## SUPPLIED ENTRIES
#####

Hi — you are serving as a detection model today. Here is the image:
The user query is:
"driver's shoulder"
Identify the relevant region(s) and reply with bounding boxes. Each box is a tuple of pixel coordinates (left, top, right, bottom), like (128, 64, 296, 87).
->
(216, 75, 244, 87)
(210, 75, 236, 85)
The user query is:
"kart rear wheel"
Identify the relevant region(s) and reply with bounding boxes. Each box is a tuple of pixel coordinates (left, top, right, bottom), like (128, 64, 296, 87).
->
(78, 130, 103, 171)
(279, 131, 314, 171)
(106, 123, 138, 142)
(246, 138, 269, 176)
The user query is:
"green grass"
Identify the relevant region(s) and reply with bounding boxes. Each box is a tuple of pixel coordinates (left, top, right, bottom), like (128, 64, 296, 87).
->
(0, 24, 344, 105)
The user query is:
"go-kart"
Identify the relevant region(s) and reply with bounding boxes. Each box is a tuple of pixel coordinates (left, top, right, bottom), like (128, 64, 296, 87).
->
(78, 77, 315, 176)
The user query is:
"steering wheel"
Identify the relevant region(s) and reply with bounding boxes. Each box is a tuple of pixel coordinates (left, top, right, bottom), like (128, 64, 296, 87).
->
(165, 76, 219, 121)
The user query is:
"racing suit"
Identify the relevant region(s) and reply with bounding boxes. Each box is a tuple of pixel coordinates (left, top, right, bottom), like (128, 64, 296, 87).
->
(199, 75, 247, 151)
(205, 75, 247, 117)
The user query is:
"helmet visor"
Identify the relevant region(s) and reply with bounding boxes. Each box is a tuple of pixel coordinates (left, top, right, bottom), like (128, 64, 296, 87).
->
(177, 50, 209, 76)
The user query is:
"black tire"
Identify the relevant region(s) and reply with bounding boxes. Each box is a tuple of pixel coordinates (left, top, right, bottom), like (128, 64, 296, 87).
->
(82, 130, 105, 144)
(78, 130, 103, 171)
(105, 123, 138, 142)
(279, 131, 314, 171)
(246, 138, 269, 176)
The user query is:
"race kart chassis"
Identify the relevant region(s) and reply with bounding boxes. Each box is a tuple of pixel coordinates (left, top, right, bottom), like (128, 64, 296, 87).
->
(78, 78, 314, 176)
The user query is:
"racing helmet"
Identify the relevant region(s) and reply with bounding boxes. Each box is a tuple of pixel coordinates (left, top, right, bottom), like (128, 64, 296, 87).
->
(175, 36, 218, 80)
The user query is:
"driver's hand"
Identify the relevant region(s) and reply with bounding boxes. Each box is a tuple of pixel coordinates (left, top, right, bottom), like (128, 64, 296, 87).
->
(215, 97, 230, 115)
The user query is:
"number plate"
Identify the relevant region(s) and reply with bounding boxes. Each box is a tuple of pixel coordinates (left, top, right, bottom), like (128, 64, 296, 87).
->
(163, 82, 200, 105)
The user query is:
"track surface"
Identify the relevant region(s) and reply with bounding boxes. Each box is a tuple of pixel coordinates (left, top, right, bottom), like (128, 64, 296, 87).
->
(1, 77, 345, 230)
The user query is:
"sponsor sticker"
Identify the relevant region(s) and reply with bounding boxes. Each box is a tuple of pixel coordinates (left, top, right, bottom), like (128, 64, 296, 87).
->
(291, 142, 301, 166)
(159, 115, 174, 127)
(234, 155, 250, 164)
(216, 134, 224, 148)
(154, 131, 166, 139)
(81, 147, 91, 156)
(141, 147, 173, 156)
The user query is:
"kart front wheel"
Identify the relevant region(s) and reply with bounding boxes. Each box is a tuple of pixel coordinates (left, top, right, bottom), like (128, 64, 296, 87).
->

#####

## PROBLEM DETAILS
Please show every line of the records that holds the word "wheel".

## WRITTEN SOLUTION
"kart rear wheel"
"steering wheel"
"kart front wheel"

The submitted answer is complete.